Extracted text
+++

Principles of the Kingdom will often will look like a simple conversation.  Things are often established or nullified with a ‘face-to-face.’  In this chapter of Matthew we hear Peter extolling the divinity of Jesus (vv. 15-17).  Peter exceeds the norm with his analysis of what is real. He is as perceptive as it is supernatural.  “You are the Christ,” Peter proclaims, “the Son of the Living God.”  Jesus responds to this and basically gives Peter a parade.

One of my personal problems is that I am way too spontaneous.  Vacillating is my middle name.  I have become a fool more times than I bother to count.  I will do something that is outrageously amazing– and in a short time I am flirting with apostasy.  Often this is indicative of bipolar disorder, a mental illness of some considerable significance.

I’m not sure why Peter does what he does.  But just a short time after he makes his astonishing pronouncement, he is taken apart by Jesus, being solidly rebuked ‘face-to-face.’  In one clear moment he expresses an awesome and wonderful faith, and suddenly his personal stock suddenly and precipitously crashes.  He is now a pariah that needs to be avoided. Every disciple will be scorched. But loved.

+++

Parts of the exercise
1 – In the text on Peter in Matthew, what makes Peter's "personal stock" crash? Answer in one to three sentences.
2 – From the paragraph of the text on Peter in Matthew that begins "One of my personal problems," list every phrase the writer uses to describe their own failings.

Data for analysis
+++

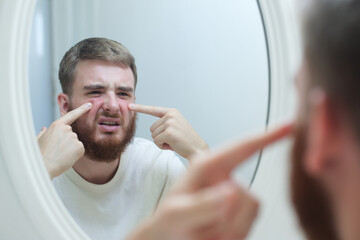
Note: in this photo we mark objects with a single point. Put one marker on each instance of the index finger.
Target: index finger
(220, 164)
(71, 116)
(151, 110)
(238, 152)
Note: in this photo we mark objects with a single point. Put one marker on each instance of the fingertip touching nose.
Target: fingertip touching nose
(111, 104)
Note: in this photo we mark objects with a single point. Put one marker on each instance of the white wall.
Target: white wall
(206, 58)
(41, 90)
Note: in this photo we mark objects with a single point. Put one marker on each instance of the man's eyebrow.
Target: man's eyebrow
(125, 89)
(94, 86)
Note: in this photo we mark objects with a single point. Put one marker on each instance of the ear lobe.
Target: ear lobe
(320, 133)
(63, 103)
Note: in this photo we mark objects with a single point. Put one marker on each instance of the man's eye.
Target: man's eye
(123, 94)
(95, 92)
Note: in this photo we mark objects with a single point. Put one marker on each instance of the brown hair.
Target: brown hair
(332, 51)
(93, 48)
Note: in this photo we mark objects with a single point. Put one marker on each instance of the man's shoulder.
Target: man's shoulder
(144, 150)
(148, 147)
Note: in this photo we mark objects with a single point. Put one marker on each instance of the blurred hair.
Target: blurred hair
(331, 31)
(93, 48)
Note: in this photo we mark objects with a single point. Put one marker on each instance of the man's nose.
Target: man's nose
(110, 104)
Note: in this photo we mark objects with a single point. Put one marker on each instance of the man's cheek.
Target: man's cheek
(96, 105)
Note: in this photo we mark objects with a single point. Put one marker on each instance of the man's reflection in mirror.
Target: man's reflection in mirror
(107, 179)
(325, 176)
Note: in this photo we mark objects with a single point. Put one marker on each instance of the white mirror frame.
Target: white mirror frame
(32, 209)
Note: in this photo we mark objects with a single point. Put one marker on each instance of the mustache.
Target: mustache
(106, 114)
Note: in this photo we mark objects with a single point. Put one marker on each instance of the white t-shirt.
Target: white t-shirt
(110, 211)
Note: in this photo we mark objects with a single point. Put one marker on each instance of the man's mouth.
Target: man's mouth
(108, 124)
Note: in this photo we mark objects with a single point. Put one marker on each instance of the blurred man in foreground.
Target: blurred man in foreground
(325, 176)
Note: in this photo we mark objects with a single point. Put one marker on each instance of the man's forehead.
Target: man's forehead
(98, 72)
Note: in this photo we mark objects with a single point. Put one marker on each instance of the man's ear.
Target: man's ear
(63, 103)
(322, 133)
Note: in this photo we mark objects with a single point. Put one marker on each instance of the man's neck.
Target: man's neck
(96, 172)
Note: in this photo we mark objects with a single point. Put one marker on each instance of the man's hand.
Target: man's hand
(206, 203)
(172, 131)
(59, 145)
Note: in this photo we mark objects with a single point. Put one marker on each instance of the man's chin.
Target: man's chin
(101, 146)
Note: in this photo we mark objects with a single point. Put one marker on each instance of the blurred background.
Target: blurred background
(206, 58)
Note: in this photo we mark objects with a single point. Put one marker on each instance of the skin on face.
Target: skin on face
(110, 88)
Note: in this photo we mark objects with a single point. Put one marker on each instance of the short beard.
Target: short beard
(105, 150)
(309, 197)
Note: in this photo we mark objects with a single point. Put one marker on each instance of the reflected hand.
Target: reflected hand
(59, 145)
(172, 131)
(205, 203)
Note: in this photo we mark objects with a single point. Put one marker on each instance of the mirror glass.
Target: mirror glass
(208, 59)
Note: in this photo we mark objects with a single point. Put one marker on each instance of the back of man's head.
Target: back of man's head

+++

Answers to this exercise
1 – Peter's stock crashes because Jesus rebukes him solidly, face-to-face, a short time after Peter makes his astonishing pronouncement that Jesus is the Christ, the Son of the Living God.

2 –
- "way too spontaneous"
- "Vacillating is my middle name"
- "I have become a fool more times than I bother to count"
- "in a short time I am flirting with apostasy"